[Object location annotation entries]
- - - - - - -
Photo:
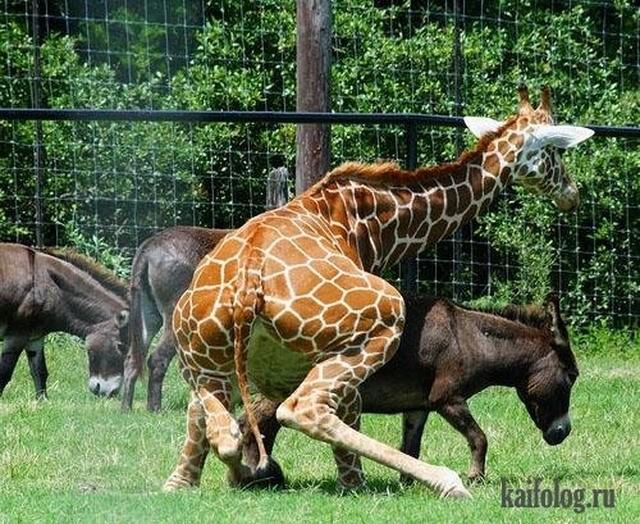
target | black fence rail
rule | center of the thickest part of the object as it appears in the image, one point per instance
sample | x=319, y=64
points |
x=119, y=214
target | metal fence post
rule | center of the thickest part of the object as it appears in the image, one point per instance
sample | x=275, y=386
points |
x=38, y=153
x=409, y=268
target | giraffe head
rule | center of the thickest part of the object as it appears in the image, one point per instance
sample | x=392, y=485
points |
x=535, y=145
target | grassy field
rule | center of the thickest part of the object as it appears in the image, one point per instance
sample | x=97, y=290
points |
x=76, y=458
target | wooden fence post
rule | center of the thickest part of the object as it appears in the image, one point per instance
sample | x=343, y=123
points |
x=313, y=66
x=277, y=188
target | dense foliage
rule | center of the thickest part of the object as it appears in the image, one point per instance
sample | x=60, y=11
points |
x=110, y=184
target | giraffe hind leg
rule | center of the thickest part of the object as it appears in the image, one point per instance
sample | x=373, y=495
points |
x=350, y=473
x=311, y=409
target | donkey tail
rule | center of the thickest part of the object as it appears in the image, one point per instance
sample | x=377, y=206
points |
x=249, y=301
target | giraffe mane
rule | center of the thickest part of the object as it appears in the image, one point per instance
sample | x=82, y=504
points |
x=390, y=173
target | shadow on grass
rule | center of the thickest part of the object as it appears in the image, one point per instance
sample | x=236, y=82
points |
x=330, y=486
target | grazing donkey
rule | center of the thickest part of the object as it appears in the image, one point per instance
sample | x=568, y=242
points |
x=161, y=271
x=60, y=290
x=449, y=353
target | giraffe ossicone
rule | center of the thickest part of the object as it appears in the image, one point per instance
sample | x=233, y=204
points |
x=292, y=299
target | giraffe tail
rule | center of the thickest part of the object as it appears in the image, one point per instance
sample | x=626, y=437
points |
x=249, y=301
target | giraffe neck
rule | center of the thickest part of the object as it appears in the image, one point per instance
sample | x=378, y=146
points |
x=384, y=222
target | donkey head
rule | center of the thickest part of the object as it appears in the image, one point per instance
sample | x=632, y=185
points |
x=546, y=389
x=537, y=145
x=106, y=349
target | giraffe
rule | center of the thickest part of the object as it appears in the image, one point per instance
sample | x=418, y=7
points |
x=292, y=299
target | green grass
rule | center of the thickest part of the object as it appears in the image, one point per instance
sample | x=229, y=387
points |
x=76, y=458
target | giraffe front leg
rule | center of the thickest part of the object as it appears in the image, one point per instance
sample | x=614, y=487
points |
x=194, y=450
x=350, y=473
x=223, y=432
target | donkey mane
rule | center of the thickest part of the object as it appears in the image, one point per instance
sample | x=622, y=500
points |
x=390, y=173
x=100, y=273
x=531, y=315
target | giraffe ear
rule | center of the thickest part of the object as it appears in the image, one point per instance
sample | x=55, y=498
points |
x=563, y=137
x=480, y=125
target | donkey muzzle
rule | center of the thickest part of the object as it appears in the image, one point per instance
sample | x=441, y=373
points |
x=557, y=431
x=104, y=387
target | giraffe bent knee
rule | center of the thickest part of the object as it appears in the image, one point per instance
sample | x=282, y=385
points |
x=194, y=450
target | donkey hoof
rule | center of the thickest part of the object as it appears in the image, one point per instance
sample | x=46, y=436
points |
x=476, y=477
x=264, y=477
x=453, y=487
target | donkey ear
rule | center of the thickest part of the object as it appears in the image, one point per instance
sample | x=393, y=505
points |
x=480, y=125
x=558, y=328
x=122, y=318
x=563, y=137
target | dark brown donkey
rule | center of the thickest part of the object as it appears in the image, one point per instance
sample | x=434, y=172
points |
x=162, y=270
x=60, y=290
x=449, y=353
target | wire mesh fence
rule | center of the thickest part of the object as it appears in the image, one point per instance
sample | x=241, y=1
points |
x=111, y=184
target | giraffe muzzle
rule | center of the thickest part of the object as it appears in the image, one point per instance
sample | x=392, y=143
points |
x=568, y=200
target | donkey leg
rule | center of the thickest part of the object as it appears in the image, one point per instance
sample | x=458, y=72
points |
x=194, y=450
x=158, y=364
x=13, y=347
x=38, y=367
x=413, y=423
x=312, y=410
x=458, y=415
x=128, y=384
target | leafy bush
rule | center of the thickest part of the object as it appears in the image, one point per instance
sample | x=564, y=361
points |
x=114, y=183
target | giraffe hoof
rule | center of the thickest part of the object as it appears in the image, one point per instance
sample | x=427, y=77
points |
x=176, y=483
x=264, y=477
x=456, y=492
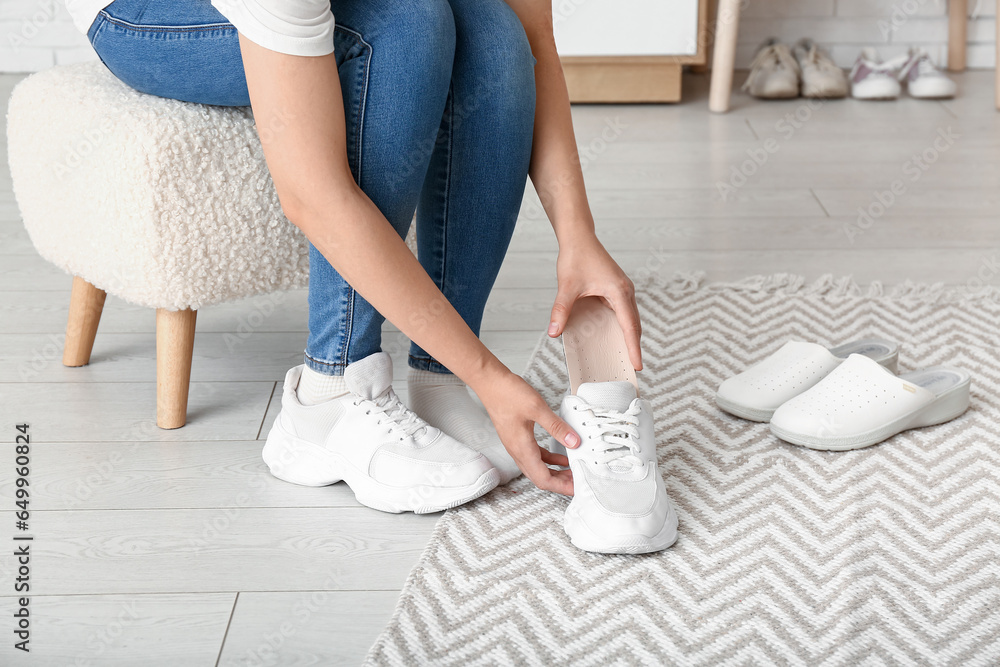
- - - - - - -
▶ Goal: Which lines of the entries above contain the word "muzzle"? Pick out each one and copy it in full, treating case as significant.

▶ Expected answer:
target | donkey muzzle
target | giraffe muzzle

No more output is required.